• _Dataset content_:

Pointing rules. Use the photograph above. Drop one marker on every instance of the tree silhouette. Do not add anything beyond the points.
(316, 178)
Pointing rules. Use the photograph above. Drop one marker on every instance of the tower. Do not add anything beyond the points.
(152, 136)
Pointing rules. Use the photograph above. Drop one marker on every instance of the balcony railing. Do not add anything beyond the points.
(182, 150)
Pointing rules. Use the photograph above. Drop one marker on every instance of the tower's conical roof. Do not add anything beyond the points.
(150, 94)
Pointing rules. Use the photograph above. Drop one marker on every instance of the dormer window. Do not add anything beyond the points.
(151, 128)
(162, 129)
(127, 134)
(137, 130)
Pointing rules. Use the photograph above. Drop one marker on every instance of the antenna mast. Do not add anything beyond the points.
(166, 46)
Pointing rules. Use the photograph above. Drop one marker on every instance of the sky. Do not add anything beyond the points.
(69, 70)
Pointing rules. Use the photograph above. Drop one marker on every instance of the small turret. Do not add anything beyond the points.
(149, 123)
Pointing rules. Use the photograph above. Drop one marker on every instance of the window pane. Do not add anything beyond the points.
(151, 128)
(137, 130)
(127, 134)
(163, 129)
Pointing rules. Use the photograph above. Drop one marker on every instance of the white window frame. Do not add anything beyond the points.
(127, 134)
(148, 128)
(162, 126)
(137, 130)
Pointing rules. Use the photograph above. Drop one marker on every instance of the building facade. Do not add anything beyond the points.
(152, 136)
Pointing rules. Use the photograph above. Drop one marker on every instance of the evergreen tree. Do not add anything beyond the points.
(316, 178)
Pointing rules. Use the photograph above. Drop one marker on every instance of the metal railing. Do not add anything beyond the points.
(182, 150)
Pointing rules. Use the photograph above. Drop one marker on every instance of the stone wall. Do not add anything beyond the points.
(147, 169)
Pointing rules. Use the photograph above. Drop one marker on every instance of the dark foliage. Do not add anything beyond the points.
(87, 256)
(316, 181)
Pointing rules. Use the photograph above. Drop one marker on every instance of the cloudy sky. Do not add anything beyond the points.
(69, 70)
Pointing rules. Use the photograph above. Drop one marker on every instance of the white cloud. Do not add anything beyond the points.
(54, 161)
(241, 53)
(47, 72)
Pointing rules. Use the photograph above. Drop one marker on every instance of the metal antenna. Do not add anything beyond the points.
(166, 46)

• _Work to do_:
Repeat the listing above with "marker" swapped for "pin" at every occurrence, changing nothing else.

• _Task solution_:
Pointing rules. Use the photograph above. Drop one pin on every instance of the tree silhouette. Do not add anything beyond the points.
(316, 178)
Pointing rules. Use the photograph above. Drop one pin on every instance of the tower. Do not add anything beyond the points.
(152, 136)
Pointing rules. Use the photograph above. Drop one pin on every instance of the balcony railing. Do not add anything beyond the points.
(182, 150)
Pointing rules. Use the photograph above. Drop one pin on every instance of the tower's conical roof. Do not add anything beyond the points.
(150, 94)
Pointing rules. Use the photograph above. Drop one pin on every instance of the dormer window. Do not add anything beyond the points.
(151, 128)
(162, 129)
(127, 134)
(137, 130)
Pointing rules. Use the photograph above. Drop one pin on every instance of the antenna mast. Do not add anything beyond the points.
(166, 46)
Pointing rules. Use the photograph above. Drop one pin on every instance of the sky. Do not add anything beyond the points.
(69, 70)
Pointing rules. Use the photograph above. Drop one pin on every instance of the small turret. Do not add anything beyond the points.
(149, 123)
Pointing rules. Use the photograph above. Drop one pin on every instance of the window pane. Do not add anything beyond the points.
(151, 128)
(137, 130)
(127, 134)
(163, 129)
Pointing rules. Use the photograph above. Drop one pin on every instance of the white window frame. Do not add anything beyond the points.
(127, 134)
(148, 128)
(162, 126)
(137, 130)
Pointing rules. Use the photograph above. Drop one pin on every instance of the building facade. Do not add anything beyond the points.
(152, 136)
Pointing rules. Use the photograph above. Drop one pin on every instance of the evergreen tree. Do not add anything beyond the points.
(316, 178)
Pointing rules. Use the photograph above. Drop one pin on every instance of the metal railing. Do not add anything beyond the points.
(182, 150)
Pointing rules. Use the photograph above. Drop one pin on every instance of the stone wall. Do not add anything beyond the points.
(147, 169)
Pointing rules. Use the photograph above. Drop one pin on every instance of the dark foliage. Do not add anything beyond the points.
(87, 256)
(316, 181)
Pointing rules. Use the photograph above. Drop one pin on every instance of the cloudy sky. Do not add anything beyond the points.
(69, 70)
Pointing rules. Use the photograph above. Drop one pin on every instance of the white cloud. Do not add anything beyond the points.
(54, 161)
(241, 53)
(47, 72)
Pointing rules. Use the photograph above. Drop one pin on every instance of the metal antenna. Do not add anything beyond the points.
(166, 46)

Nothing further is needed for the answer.